» About this exercise:
Go through the listing and repeat each entry exactly, but include no pictures.

» Input:
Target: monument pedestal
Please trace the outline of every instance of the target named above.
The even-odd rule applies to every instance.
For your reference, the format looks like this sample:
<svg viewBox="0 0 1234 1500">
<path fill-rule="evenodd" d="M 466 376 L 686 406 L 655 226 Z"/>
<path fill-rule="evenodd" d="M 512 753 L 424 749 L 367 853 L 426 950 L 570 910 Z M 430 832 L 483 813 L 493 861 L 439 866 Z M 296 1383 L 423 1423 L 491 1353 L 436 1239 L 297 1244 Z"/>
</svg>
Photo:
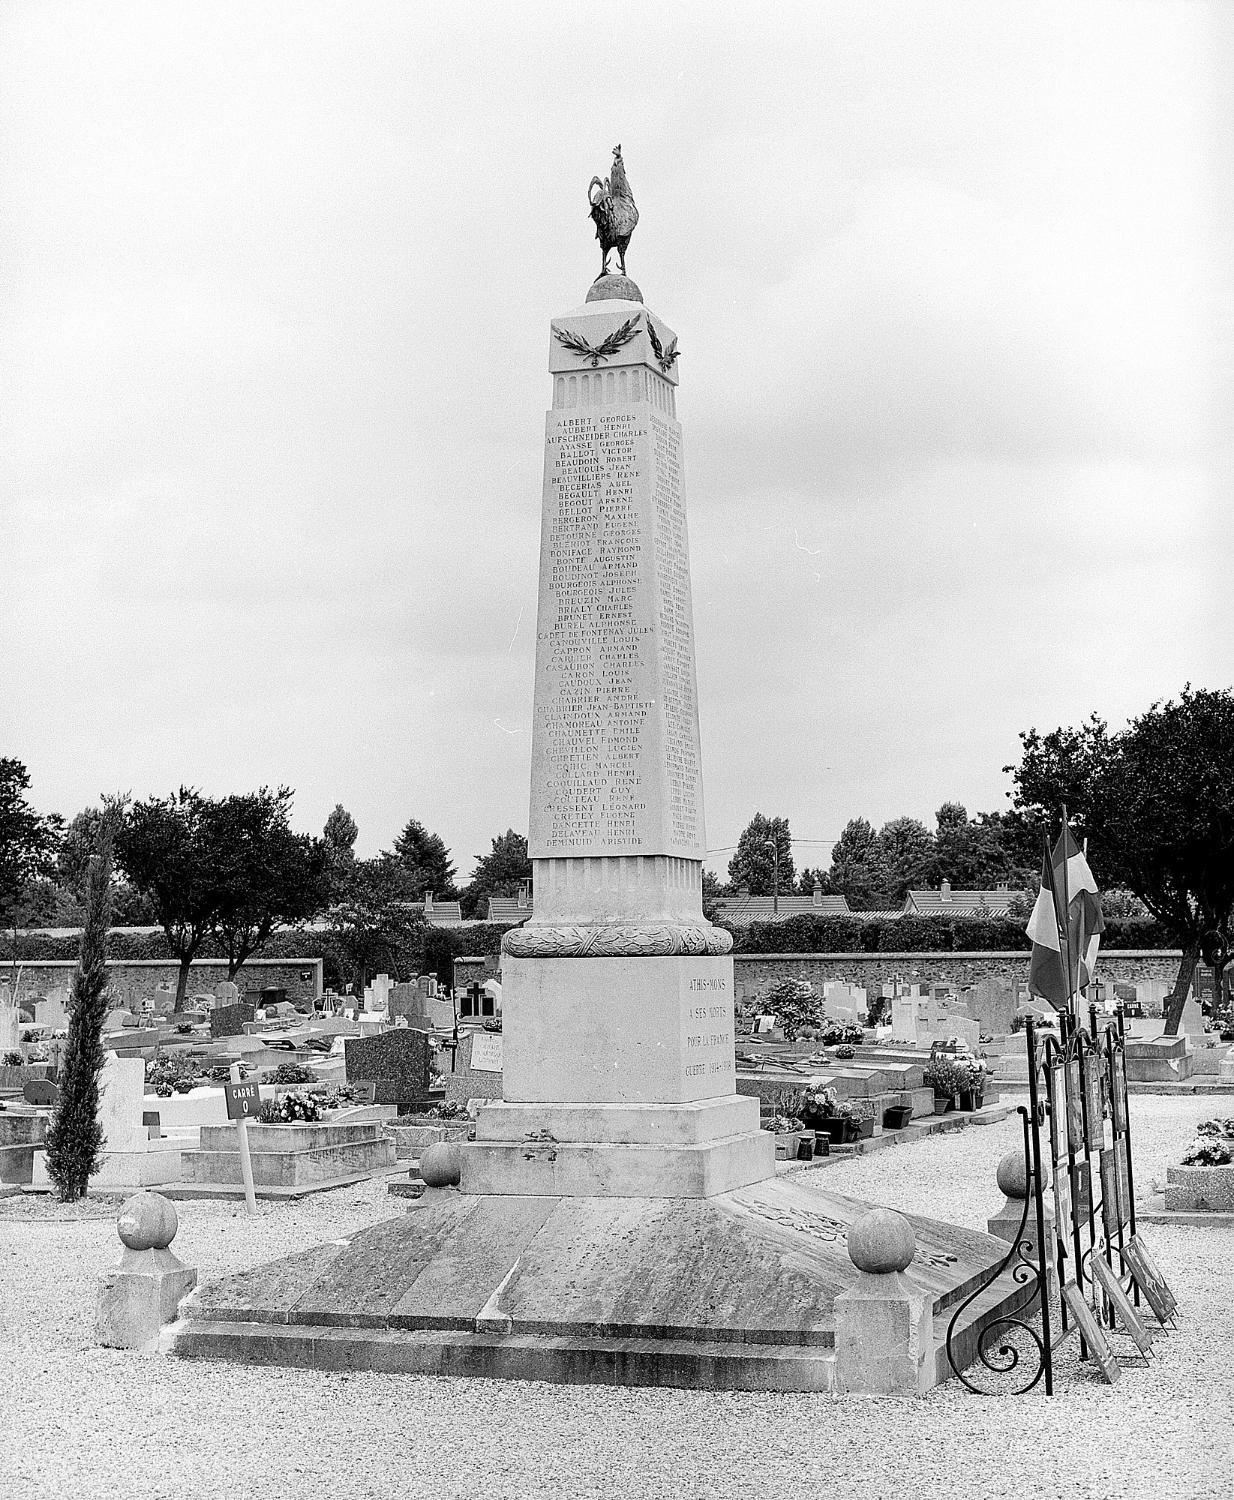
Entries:
<svg viewBox="0 0 1234 1500">
<path fill-rule="evenodd" d="M 727 954 L 507 955 L 502 974 L 505 1099 L 463 1147 L 464 1193 L 708 1198 L 774 1174 L 736 1092 Z"/>
</svg>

» Response to the task:
Target: monument pedestal
Please trace the outline of every instance of the target named above.
The even-odd rule applies to every instance.
For your reference, the format looks like this sample:
<svg viewBox="0 0 1234 1500">
<path fill-rule="evenodd" d="M 466 376 L 686 406 L 655 226 Z"/>
<path fill-rule="evenodd" d="M 512 753 L 424 749 L 367 853 L 426 950 L 570 910 Z M 430 832 L 483 813 L 493 861 L 439 866 Z M 296 1383 L 423 1423 L 491 1353 L 436 1239 L 297 1244 Z"/>
</svg>
Photo:
Entries:
<svg viewBox="0 0 1234 1500">
<path fill-rule="evenodd" d="M 727 954 L 507 955 L 502 974 L 505 1099 L 463 1147 L 464 1193 L 708 1198 L 774 1174 L 736 1092 Z"/>
</svg>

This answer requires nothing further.